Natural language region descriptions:
____

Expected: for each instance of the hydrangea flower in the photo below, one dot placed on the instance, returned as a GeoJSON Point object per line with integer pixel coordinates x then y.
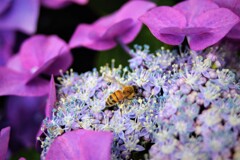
{"type": "Point", "coordinates": [38, 55]}
{"type": "Point", "coordinates": [56, 4]}
{"type": "Point", "coordinates": [202, 22]}
{"type": "Point", "coordinates": [18, 15]}
{"type": "Point", "coordinates": [122, 25]}
{"type": "Point", "coordinates": [185, 113]}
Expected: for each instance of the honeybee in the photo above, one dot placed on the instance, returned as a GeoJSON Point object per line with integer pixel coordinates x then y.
{"type": "Point", "coordinates": [128, 92]}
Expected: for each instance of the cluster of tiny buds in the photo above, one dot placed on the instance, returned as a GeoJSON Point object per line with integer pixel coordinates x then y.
{"type": "Point", "coordinates": [185, 106]}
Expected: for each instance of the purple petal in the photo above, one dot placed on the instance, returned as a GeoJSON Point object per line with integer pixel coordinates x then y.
{"type": "Point", "coordinates": [27, 112]}
{"type": "Point", "coordinates": [4, 139]}
{"type": "Point", "coordinates": [51, 99]}
{"type": "Point", "coordinates": [4, 6]}
{"type": "Point", "coordinates": [14, 83]}
{"type": "Point", "coordinates": [21, 16]}
{"type": "Point", "coordinates": [234, 6]}
{"type": "Point", "coordinates": [194, 8]}
{"type": "Point", "coordinates": [235, 32]}
{"type": "Point", "coordinates": [122, 24]}
{"type": "Point", "coordinates": [81, 144]}
{"type": "Point", "coordinates": [220, 21]}
{"type": "Point", "coordinates": [7, 39]}
{"type": "Point", "coordinates": [162, 21]}
{"type": "Point", "coordinates": [42, 54]}
{"type": "Point", "coordinates": [56, 4]}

____

_Brief_:
Which lines run from the one containing "Expected: for each instance of the purple" to the end of the entries above? Quote exactly those, and only those.

_The completed task_:
Expected: for each instance of the purple petal in the photo above, one dot placed on the instance, returned as a GeoJSON Point object per line with integer pixel coordinates x then y.
{"type": "Point", "coordinates": [27, 112]}
{"type": "Point", "coordinates": [4, 139]}
{"type": "Point", "coordinates": [51, 99]}
{"type": "Point", "coordinates": [4, 6]}
{"type": "Point", "coordinates": [14, 83]}
{"type": "Point", "coordinates": [21, 16]}
{"type": "Point", "coordinates": [234, 6]}
{"type": "Point", "coordinates": [194, 8]}
{"type": "Point", "coordinates": [235, 32]}
{"type": "Point", "coordinates": [122, 24]}
{"type": "Point", "coordinates": [81, 144]}
{"type": "Point", "coordinates": [220, 21]}
{"type": "Point", "coordinates": [7, 39]}
{"type": "Point", "coordinates": [162, 21]}
{"type": "Point", "coordinates": [42, 54]}
{"type": "Point", "coordinates": [56, 4]}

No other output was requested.